-------- EXERCISE MATERIAL

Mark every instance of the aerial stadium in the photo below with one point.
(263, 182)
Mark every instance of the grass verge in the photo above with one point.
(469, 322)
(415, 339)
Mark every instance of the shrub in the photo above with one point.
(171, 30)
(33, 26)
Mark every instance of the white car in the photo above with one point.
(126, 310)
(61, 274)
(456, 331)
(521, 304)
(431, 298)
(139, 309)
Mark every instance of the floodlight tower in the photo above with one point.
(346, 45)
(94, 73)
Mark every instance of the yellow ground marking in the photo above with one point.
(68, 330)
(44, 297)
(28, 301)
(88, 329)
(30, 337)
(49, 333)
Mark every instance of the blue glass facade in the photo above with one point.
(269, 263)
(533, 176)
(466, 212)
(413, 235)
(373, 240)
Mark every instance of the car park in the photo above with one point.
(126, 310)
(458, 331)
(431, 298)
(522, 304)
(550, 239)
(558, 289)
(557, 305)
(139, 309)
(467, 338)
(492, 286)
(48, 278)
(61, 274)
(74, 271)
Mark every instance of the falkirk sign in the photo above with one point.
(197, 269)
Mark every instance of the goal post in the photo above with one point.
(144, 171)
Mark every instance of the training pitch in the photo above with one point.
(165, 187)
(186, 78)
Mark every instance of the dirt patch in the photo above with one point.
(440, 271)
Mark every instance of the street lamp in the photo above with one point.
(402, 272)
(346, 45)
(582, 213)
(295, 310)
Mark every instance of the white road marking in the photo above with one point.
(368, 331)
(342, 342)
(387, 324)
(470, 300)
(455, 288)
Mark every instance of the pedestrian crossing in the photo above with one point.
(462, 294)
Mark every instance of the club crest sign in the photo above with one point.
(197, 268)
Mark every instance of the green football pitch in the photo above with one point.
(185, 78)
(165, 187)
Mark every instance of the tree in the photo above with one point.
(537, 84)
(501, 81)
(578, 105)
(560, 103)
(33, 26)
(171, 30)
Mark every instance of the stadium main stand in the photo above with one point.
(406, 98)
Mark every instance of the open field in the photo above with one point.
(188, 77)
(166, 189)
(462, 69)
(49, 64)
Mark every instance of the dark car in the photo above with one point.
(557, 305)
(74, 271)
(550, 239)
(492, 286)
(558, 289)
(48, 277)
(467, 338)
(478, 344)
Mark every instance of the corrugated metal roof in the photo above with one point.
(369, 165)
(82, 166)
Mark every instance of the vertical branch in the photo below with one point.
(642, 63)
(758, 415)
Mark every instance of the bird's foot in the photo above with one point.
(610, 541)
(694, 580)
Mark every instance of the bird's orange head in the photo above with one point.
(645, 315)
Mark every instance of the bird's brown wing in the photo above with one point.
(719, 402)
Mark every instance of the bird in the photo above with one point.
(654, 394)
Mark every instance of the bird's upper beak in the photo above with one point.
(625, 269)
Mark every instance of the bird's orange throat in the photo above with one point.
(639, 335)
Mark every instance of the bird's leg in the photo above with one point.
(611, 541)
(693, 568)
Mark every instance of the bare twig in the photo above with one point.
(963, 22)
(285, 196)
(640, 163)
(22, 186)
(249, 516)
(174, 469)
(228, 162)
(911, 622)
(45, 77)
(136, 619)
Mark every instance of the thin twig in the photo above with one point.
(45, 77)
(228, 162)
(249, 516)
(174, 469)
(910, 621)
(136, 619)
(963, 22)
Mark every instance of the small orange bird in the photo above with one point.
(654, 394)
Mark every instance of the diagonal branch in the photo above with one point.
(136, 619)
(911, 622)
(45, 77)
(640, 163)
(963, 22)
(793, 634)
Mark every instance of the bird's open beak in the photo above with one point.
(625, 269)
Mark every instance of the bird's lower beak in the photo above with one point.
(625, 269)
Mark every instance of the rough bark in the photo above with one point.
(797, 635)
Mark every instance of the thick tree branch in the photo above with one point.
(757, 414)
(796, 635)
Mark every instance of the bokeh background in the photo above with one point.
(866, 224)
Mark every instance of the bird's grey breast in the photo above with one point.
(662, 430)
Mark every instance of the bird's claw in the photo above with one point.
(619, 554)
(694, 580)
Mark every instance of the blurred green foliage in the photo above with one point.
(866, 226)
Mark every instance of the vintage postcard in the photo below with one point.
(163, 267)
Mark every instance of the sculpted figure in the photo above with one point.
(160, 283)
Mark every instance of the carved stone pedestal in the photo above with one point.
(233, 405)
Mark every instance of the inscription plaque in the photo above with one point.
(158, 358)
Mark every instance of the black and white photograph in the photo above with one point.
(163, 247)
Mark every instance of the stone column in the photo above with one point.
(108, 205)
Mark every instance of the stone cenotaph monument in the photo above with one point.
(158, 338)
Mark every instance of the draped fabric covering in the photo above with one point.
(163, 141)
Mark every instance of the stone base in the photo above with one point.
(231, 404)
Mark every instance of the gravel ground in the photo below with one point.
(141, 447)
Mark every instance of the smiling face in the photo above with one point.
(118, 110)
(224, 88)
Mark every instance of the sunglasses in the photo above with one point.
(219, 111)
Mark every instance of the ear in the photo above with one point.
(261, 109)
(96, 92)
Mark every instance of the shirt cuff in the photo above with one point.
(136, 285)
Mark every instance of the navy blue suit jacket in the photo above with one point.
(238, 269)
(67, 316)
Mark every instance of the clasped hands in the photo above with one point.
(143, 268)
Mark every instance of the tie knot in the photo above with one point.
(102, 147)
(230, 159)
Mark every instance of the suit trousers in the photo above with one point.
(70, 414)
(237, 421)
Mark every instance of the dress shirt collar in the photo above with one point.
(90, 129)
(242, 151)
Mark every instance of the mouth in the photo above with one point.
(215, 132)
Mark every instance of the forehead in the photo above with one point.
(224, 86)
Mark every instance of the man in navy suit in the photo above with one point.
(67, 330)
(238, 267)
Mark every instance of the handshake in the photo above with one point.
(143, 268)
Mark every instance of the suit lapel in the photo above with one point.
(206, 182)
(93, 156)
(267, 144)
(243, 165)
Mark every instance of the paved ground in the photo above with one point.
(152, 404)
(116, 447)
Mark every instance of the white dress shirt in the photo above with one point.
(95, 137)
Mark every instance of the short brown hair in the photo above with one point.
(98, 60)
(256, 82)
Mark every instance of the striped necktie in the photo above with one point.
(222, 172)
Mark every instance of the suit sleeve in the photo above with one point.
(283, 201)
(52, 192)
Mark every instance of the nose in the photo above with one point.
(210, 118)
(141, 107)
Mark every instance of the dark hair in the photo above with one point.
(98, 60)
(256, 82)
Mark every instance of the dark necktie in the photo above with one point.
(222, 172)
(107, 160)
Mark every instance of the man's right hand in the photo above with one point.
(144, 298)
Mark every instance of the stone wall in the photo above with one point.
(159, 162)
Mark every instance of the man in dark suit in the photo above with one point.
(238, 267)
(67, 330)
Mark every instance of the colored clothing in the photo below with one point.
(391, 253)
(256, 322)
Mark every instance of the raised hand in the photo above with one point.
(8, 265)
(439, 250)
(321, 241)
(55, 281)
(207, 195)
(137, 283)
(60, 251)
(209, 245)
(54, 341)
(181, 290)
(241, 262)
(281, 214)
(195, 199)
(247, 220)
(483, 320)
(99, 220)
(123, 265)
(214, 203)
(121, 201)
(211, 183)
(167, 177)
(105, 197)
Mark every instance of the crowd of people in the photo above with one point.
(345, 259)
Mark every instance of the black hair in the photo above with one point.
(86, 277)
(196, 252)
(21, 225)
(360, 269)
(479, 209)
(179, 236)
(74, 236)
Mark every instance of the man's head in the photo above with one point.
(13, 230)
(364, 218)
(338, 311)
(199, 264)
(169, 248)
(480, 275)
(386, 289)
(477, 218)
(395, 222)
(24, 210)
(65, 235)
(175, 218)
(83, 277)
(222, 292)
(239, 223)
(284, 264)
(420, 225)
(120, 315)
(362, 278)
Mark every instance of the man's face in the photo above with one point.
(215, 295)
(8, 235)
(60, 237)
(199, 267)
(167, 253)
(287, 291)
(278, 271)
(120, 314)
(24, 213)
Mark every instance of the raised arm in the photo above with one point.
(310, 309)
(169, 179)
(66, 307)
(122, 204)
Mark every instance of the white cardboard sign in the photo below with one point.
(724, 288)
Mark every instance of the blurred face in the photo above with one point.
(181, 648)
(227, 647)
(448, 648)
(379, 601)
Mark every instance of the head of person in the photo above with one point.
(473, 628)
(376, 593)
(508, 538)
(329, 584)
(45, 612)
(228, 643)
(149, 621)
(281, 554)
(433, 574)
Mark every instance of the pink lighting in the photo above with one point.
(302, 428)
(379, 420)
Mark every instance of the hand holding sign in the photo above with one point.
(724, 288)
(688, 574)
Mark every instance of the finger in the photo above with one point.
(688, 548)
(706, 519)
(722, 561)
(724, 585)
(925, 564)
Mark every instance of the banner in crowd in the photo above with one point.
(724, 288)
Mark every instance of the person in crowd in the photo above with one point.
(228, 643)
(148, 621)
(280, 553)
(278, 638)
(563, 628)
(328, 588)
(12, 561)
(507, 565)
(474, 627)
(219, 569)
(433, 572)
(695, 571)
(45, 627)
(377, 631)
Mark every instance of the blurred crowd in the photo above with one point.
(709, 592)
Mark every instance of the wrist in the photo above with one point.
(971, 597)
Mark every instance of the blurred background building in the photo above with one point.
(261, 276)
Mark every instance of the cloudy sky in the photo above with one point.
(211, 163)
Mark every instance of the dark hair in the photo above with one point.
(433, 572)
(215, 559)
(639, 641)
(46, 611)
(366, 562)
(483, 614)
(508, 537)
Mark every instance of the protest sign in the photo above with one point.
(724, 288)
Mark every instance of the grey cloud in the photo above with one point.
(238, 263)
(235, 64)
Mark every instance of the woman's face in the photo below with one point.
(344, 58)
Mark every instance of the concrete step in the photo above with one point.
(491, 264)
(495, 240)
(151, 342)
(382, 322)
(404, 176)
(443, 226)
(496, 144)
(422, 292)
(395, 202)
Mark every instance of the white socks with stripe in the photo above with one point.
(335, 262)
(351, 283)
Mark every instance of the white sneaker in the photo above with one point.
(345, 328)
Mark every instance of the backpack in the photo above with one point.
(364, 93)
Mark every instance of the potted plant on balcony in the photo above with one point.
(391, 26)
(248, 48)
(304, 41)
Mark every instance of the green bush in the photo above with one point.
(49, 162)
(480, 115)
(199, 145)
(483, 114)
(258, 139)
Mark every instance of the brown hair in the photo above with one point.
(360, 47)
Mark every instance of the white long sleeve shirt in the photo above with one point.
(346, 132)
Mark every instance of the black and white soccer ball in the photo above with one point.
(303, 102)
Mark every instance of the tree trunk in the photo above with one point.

----------------

Starting at the line that contains "Mark every instance of the black and white soccer" and ending at the last line of the data, repeat each line exactly; include nothing else.

**PROBLEM SOLUTION:**
Mark every instance of the black and white soccer ball in the photo above with one point.
(303, 102)
Mark every instance of the tree trunk in the photo above with one point.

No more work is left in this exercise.